■ **OBIETTIVO DICHIARATO 1**: Seleziona e ricopia ogni riga che contiene la stringa "roof".

■ **BRANO CITATO**:
•••••

Sempre secondo Badiale e Bontempelli (op. cit., pp 243-250), la svolta che ha portato al ciclo neoliberista assoluto non ha atteso la caduta ingloriosa e grottesca del comunismo storico novecentesco veramente esistito (1989 – 1991), ma è iniziata sotto Jimmy Carter nel 1979 con la stretta monetaria di Paul Volcker. Secondo il noto commentatore Paul Krugman, la grande recessione economica occidentale del 1980 – 82 non è stata l’involontaria e spiacevole conseguenza della lotta all’inflazione, ma è stata una recessione intenzionalmente provocata come tale, e la manovra monetaria del 1979 è stata voluta, prima ancora che per combattere l’inflazione, perché si producesse disoccupazione attraverso la recessione.


Non sono sicuro che sia andata così. Da qualche parte ho letto che il giro di boa verso il basso del potere d’acquisto del salario reale dell’operaio specializzato americano è stato il 1973, non il 1979. In ogni caso, se questo è vero, siamo di fronte da almeno quaranta anni ad un nuovo ciclo dell’accumulazione capitalistica “mondiale”, che fa diventare i cosiddetti trenta anni gloriosi “1945 – 1975” non certo uno stadio dell’evoluzione pacifica progressiva dal capitalismo al socialismo (come ha pontificato per decenni il gruppo subalterno ed ignorante dei cosiddetti “economisti di sinistra”), ma un normale momento ciclico della ricostruzione dopo la grande crisi del 1929 e le distruzioni della seconda guerra mondiale (1939 – 1945), che ricordo non è mai esistita come guerra unitaria ma ne ha sempre contenuto tre distinte (cfr. C. Preve, La quarta guerra mondiale, Il Veltro, Parma 2008).

•••••

■ **MATERIALI DI LAVORO**:
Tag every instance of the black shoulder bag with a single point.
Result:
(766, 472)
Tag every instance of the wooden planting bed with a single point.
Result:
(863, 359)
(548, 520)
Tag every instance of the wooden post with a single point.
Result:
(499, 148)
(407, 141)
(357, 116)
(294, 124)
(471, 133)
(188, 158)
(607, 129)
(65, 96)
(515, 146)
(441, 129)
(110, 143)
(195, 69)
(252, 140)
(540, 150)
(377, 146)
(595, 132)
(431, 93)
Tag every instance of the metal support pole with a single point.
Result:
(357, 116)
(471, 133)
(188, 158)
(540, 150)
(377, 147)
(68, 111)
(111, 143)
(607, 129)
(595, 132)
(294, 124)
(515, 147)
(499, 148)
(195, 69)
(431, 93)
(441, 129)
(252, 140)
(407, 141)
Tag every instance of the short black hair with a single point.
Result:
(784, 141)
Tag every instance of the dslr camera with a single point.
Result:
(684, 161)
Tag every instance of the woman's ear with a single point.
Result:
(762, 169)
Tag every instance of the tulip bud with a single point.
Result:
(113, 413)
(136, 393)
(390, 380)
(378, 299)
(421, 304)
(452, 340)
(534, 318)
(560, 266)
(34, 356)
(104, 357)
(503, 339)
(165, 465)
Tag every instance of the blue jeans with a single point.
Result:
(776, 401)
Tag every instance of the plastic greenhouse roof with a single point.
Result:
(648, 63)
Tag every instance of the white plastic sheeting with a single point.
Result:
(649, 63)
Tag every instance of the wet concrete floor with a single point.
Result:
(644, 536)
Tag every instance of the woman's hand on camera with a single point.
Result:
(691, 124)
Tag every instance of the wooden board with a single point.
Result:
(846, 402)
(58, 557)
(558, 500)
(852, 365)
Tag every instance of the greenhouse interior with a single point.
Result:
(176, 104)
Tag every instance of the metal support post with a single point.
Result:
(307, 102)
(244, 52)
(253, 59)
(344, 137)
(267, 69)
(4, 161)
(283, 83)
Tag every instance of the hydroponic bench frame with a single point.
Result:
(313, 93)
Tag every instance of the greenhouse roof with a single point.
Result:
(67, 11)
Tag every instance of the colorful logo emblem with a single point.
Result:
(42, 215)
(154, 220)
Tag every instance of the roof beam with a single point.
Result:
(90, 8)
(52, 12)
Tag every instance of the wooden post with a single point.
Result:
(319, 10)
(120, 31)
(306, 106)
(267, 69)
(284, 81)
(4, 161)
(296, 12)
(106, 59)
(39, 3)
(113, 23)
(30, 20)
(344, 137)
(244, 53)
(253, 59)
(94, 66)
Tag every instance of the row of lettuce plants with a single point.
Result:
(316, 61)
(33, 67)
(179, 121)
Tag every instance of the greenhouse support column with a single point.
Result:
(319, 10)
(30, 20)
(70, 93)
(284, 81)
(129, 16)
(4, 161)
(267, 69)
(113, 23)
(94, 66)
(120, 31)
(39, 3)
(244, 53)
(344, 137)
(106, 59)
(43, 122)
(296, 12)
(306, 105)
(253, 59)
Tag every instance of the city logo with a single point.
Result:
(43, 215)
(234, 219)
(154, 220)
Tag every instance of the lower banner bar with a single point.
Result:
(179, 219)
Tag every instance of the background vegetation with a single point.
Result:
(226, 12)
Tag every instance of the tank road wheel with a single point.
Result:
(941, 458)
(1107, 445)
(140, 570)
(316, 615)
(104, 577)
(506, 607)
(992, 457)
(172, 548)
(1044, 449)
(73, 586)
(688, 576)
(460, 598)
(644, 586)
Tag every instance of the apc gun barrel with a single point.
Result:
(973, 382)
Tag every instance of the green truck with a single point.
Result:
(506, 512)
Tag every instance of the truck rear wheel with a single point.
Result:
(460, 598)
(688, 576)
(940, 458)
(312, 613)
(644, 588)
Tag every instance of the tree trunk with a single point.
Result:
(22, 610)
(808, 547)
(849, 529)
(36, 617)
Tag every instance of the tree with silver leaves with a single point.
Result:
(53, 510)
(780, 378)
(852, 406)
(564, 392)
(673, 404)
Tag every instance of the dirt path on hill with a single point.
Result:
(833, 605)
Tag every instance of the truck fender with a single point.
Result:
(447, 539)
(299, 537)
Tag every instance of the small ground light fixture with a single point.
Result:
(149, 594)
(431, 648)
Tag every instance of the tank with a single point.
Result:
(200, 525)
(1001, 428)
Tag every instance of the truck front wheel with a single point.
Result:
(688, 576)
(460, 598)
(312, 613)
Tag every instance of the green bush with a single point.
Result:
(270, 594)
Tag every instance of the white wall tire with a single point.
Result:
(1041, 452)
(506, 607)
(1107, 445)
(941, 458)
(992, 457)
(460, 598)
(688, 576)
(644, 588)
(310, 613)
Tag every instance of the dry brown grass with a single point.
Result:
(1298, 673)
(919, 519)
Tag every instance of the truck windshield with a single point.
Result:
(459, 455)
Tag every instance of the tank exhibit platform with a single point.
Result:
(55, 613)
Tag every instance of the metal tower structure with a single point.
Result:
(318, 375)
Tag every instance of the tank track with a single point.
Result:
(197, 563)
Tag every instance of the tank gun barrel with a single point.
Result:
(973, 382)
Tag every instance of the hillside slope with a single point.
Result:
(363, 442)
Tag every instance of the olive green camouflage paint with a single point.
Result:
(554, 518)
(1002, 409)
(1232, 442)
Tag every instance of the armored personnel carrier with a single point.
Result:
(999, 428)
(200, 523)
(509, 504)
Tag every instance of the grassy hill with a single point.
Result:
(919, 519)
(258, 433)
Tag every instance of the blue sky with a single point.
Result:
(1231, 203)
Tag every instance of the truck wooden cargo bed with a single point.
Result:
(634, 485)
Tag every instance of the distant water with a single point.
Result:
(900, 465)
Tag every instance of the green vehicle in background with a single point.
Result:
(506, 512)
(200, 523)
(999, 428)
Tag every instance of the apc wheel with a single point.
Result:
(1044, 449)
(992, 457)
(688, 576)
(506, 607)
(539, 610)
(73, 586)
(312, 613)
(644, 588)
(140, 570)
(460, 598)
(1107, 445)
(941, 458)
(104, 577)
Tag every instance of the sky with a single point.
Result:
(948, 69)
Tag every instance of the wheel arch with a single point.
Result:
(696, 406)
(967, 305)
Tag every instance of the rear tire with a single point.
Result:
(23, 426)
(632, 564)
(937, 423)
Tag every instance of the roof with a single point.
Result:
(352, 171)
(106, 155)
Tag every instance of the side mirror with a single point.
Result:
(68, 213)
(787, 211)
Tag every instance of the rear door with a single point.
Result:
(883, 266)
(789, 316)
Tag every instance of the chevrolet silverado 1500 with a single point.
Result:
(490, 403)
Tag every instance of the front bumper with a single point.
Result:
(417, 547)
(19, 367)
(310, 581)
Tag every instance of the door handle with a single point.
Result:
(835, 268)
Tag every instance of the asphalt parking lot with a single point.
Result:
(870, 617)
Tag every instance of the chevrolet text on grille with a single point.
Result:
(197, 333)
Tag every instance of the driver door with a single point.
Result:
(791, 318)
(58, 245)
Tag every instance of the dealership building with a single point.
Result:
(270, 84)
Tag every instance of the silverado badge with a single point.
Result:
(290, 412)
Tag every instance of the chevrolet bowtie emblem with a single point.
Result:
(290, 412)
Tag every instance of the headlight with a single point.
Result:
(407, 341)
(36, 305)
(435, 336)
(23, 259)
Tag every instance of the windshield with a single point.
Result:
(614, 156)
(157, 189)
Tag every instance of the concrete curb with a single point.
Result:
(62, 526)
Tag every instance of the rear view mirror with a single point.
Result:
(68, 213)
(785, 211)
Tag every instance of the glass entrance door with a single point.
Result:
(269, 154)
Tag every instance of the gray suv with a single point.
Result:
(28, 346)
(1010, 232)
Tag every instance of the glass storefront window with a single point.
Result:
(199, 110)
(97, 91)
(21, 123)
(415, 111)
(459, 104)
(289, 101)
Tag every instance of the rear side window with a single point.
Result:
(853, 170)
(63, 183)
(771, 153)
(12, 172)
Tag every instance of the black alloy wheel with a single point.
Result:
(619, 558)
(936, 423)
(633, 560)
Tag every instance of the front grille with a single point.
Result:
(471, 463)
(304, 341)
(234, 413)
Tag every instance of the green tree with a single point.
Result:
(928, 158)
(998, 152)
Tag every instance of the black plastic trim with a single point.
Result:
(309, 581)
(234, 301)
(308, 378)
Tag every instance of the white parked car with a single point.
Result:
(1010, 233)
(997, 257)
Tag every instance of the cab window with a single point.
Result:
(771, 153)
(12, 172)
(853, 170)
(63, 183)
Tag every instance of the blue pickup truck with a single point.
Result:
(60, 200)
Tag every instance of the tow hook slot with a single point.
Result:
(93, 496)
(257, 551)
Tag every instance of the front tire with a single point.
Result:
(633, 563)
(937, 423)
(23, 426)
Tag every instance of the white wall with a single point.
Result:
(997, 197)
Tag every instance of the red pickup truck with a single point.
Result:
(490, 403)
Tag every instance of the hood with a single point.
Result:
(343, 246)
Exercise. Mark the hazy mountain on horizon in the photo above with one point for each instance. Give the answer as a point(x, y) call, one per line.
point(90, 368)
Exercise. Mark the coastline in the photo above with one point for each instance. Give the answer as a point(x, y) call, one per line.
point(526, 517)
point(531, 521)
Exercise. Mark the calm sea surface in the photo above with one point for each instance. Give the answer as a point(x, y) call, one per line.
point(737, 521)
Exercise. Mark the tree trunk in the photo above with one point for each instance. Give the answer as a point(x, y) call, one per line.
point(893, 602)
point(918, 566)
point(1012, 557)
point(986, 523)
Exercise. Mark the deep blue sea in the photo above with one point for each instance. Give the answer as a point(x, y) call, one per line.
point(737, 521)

•••••

■ **OBIETTIVO DICHIARATO 2**: Indica se ciascuna affermazione concorda con il brano, rispondendo sì o no e citando le parole decisive. (a) Secondo Badiale e Bontempelli, la svolta verso il ciclo neoliberista è cominciata nel 1979 con la stretta monetaria di Paul Volcker. (b) Secondo Paul Krugman, la recessione del 1980 – 82 fu una conseguenza involontaria della lotta all'inflazione. (c) Chi scrive il brano sostiene che la seconda guerra mondiale fu un'unica guerra unitaria.

■ **RISPOSTA SVOLTA 1**:
Tag every instance of the plastic greenhouse roof with a single point.
Tag every instance of the greenhouse roof with a single point.
Tag every instance of the roof beam with a single point.
Tag every instance of the roof with a single point.

■ **RISPOSTA SVOLTA 2**:
(a) Sì: «è iniziata sotto Jimmy Carter nel 1979 con la stretta monetaria di Paul Volcker».
(b) No: «non è stata l’involontaria e spiacevole conseguenza della lotta all’inflazione, ma è stata una recessione intenzionalmente provocata come tale».
(c) No: «non è mai esistita come guerra unitaria ma ne ha sempre contenuto tre distinte».